▸ TASK TO COMPLETE
Shift the coordinates in the answers by adding 102 to each number, and write out again the part of the material from its start through the line containing "top-left (132, 57), bottom-right (145, 67)", requests included. Leave the requests and their format samples unchanged.

▸ THE INPUT
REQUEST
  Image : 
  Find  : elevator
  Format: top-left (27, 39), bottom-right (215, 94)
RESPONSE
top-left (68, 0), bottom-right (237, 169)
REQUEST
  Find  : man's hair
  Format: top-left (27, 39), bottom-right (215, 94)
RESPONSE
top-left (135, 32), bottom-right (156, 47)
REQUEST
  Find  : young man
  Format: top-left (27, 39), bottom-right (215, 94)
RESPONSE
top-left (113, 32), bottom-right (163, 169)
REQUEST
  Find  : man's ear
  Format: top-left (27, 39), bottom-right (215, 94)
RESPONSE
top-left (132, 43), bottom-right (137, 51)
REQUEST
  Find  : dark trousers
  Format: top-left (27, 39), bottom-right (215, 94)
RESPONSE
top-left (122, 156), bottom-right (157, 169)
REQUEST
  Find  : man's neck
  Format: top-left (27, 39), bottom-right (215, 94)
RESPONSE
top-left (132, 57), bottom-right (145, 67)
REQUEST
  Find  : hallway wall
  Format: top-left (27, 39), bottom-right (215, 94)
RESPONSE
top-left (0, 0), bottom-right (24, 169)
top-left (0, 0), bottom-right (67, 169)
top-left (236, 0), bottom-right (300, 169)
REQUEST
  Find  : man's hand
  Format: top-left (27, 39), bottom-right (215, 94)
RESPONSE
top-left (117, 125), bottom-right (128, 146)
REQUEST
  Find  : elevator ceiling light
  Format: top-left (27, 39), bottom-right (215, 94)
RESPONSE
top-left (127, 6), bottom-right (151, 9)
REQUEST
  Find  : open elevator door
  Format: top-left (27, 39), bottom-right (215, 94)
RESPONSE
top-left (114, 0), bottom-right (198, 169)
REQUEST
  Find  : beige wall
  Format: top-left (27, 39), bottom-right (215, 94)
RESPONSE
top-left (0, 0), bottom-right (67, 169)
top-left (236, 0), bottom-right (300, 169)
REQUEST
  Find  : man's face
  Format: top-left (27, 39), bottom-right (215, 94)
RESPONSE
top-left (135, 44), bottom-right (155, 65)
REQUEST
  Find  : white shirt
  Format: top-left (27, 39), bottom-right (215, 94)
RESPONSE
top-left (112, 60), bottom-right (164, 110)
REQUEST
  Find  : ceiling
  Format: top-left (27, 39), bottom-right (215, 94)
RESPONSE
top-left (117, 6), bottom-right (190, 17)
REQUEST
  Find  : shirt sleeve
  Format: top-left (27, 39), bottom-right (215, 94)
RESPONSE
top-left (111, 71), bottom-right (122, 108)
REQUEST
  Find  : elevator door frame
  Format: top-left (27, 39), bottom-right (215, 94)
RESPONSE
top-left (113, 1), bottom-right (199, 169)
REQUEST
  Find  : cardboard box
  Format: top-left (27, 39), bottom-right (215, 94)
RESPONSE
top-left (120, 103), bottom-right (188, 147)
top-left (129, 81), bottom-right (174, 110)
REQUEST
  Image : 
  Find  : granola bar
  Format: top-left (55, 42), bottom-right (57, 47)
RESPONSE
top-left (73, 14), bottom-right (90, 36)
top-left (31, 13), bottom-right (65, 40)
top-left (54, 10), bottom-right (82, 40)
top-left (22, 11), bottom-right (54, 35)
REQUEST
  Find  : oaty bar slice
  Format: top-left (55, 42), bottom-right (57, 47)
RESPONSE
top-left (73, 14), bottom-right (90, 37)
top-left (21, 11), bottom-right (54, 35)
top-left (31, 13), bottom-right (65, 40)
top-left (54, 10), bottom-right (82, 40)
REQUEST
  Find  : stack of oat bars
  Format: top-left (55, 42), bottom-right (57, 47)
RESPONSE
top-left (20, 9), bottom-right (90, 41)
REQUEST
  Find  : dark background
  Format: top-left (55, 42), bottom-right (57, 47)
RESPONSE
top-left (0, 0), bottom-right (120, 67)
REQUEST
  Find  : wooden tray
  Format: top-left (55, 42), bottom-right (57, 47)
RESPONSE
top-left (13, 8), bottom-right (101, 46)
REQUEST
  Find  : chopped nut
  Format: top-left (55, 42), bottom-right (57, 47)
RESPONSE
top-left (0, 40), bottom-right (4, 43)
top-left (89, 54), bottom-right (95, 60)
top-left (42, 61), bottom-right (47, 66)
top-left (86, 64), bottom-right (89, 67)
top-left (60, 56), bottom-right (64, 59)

▸ ANSWER TO THE PROBLEM
REQUEST
  Image : 
  Find  : elevator
  Format: top-left (27, 39), bottom-right (215, 94)
RESPONSE
top-left (170, 102), bottom-right (339, 271)
REQUEST
  Find  : man's hair
  Format: top-left (27, 39), bottom-right (215, 94)
RESPONSE
top-left (237, 134), bottom-right (258, 149)
REQUEST
  Find  : young man
  Format: top-left (27, 39), bottom-right (215, 94)
RESPONSE
top-left (215, 134), bottom-right (265, 271)
REQUEST
  Find  : man's ear
  Format: top-left (27, 39), bottom-right (215, 94)
RESPONSE
top-left (234, 145), bottom-right (239, 153)
REQUEST
  Find  : dark trousers
  Format: top-left (27, 39), bottom-right (215, 94)
RESPONSE
top-left (224, 258), bottom-right (259, 271)
REQUEST
  Find  : man's neck
  Format: top-left (27, 39), bottom-right (215, 94)
RESPONSE
top-left (234, 159), bottom-right (247, 169)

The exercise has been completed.